INSTRUCTIONS TO FOLLOW
Copy out the line bearing "Target: sun" and all the lines after it, to the very end of the material below, exactly as written.

DATA SHOWN
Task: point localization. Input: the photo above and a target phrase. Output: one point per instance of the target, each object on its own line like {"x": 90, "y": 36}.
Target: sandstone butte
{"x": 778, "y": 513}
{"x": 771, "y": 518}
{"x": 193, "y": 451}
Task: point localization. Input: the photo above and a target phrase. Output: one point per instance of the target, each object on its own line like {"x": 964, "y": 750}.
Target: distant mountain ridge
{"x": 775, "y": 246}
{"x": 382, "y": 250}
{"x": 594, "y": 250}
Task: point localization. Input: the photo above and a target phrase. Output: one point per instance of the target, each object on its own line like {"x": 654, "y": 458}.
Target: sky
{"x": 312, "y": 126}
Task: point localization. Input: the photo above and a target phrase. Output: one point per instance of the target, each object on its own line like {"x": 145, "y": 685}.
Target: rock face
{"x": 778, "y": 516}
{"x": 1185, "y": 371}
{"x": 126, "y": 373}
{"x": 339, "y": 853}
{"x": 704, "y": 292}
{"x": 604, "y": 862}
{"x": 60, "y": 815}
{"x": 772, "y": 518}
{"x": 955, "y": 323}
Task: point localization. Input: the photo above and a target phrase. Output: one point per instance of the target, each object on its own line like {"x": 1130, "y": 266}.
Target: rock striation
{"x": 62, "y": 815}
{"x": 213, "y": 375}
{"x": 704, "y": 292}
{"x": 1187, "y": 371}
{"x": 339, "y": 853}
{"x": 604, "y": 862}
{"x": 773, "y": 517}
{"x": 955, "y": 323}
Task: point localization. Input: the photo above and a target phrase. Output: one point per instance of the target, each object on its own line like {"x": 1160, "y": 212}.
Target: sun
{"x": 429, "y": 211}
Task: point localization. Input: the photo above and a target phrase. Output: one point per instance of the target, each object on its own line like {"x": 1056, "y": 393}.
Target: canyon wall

YOUR SOLUTION
Target: sun
{"x": 429, "y": 211}
Task: point localization. Input: the photo above and a target phrase. Output: one point per instance of the target, each object on its own line like {"x": 1056, "y": 393}.
Target: canyon wall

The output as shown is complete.